Among the Arawak people, that same reverence for nature endured. One of its most powerful symbols is the Ceiba tree, the tree of life, connecting earth, sky and spirit.
This heritage shaped the question at the heart of Patisserie-Conseil: what would happen if chocolate returned to that original intention, pure, balanced, and truly respectful of the bean?
Discipline
Craft is not admired.
It is demanded.
From my island, the journey continued to France, where craft is not admired. It is demanded.
Years were devoted to mastering the classical foundations of pastry, bread and chocolate. Training passed through the ateliers of Lenôtre, Pierre Hermé Paris, and Stéphane Klein. At the Institut National de la Boulangerie Pâtisserie in Rouen, I earned the Brevet de Maîtrise and the Brevet de Maîtrise Supérieure en Pâtisserie, among the highest distinctions in the French artisan tradition.
Chocolate was deepened further through the Chocolate Academy under Philippe Bertrand, Meilleur Ouvrier de France. Technique became more than a skill. It became a language.
Transmission
Craftsmanship only lives
if it is passed on.

> [Listed entries]:
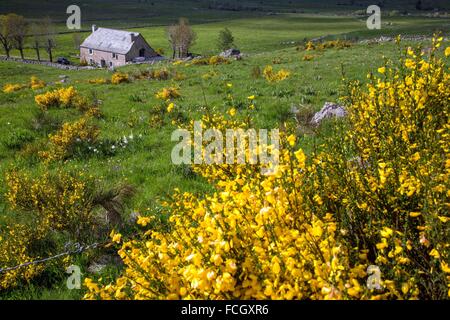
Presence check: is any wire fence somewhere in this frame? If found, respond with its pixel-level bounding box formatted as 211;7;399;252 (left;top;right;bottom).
0;241;111;274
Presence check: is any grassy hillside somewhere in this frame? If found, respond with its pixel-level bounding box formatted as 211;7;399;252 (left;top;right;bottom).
0;0;449;299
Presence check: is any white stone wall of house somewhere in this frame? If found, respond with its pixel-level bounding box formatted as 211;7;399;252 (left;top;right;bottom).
126;35;158;61
80;48;126;68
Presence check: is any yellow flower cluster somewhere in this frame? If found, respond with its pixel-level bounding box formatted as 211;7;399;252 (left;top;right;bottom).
3;76;45;93
263;66;291;82
0;223;43;292
190;56;230;66
34;86;87;111
0;168;98;291
85;144;365;299
302;54;314;61
38;116;100;162
155;87;181;100
3;83;26;93
5;171;93;235
30;76;45;90
305;39;352;51
111;72;130;84
88;78;109;84
85;39;450;299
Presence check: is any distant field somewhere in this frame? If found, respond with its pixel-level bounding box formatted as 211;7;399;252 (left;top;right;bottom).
1;14;450;63
0;0;450;299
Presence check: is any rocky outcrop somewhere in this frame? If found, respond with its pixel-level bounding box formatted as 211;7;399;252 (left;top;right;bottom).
310;102;347;126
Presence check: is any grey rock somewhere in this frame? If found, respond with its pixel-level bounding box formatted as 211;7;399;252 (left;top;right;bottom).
219;48;241;58
311;102;347;125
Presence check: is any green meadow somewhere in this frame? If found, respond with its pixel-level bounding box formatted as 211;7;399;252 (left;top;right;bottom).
0;0;450;299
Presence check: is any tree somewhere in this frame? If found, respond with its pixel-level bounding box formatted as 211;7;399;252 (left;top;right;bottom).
217;28;234;51
0;14;13;58
167;18;197;58
72;32;81;50
8;13;28;59
42;17;56;62
30;23;43;61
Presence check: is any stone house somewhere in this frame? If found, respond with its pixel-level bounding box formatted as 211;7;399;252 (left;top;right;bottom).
80;25;159;68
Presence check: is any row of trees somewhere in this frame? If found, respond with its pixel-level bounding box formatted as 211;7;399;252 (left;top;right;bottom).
167;18;234;59
0;13;56;61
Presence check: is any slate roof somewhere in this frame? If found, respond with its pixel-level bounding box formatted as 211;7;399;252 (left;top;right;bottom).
80;28;139;54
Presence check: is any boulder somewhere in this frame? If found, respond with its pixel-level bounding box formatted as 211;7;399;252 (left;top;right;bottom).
219;49;241;58
311;102;347;126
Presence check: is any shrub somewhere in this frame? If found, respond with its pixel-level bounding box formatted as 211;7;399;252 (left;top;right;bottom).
30;76;45;90
155;87;181;100
39;116;99;162
191;56;230;66
85;39;450;299
111;72;129;84
88;78;108;84
34;87;87;111
3;83;26;93
263;66;291;82
3;129;34;149
217;28;234;51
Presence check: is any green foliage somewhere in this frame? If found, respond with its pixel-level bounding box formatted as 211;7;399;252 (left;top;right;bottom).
217;28;234;51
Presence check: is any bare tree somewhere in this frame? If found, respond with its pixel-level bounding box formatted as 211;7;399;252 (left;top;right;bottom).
9;13;28;59
42;17;56;62
0;14;13;58
72;32;81;50
167;18;197;58
30;23;43;61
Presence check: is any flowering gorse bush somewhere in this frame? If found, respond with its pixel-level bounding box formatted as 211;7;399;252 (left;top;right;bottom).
263;66;291;82
3;76;46;93
155;87;181;100
111;72;130;84
190;56;230;66
85;39;450;299
30;76;45;90
34;86;87;111
0;167;99;292
3;83;26;93
39;116;100;162
0;223;43;292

> [Task requirements]:
Continue the Patisserie-Conseil text on heritage and training, starting after its last line, "if it is passed on."

> [Written reply]:
At Ferrandi Paris, one of the most respected culinary institutions in the world, I became a teacher and trainer in pastry, sharing advanced techniques in chocolate and confectionery with international chefs.
Standing in front of those students, something became undeniable: craftsmanship only lives if it is passed on.
That truth remains at the heart of everything Patisserie-Conseil does.
The Experiment
362 experiments.
Every one by hand.
Cacao holds an extraordinary world within it. Fruits, flowers, spices, woods. Most chocolate never reveals any of it.
362 experiments followed. Every one done by hand. Most failed. Each failure taught something the next could use. The obsession never faded, because the memory of that taste in Guadeloupe never faded.
Every detail mattered. Every single one.
Chocolate With Personality
Not sweet.
Not bitter. Balanced.
After 362 experiments, something emerged that had never existed before.
A style of chocolate that does not dominate the cacao. It reveals it. It does not mask with sugar or overwhelm with bitterness. It lets each origin speak in its own voice.
Chocolate that expresses flavour the way a great wine expresses its terroir.
This became the signature of Patisserie-Conseil: Chocolate with Personality.
London
The right stage
for this chocolate.
Today this work continues in London, one of the world's great capitals of culture, craft and gastronomy.
For centuries this city has drawn makers, artists and innovators from across the globe. It is the right stage for a chocolate that belongs to no single tradition, but carries many.
From here, Patisserie-Conseil continues its exploration of cacao, origin by origin, harvest by harvest. Each bean carries its own character. Our role is not to impose. Our role is to reveal.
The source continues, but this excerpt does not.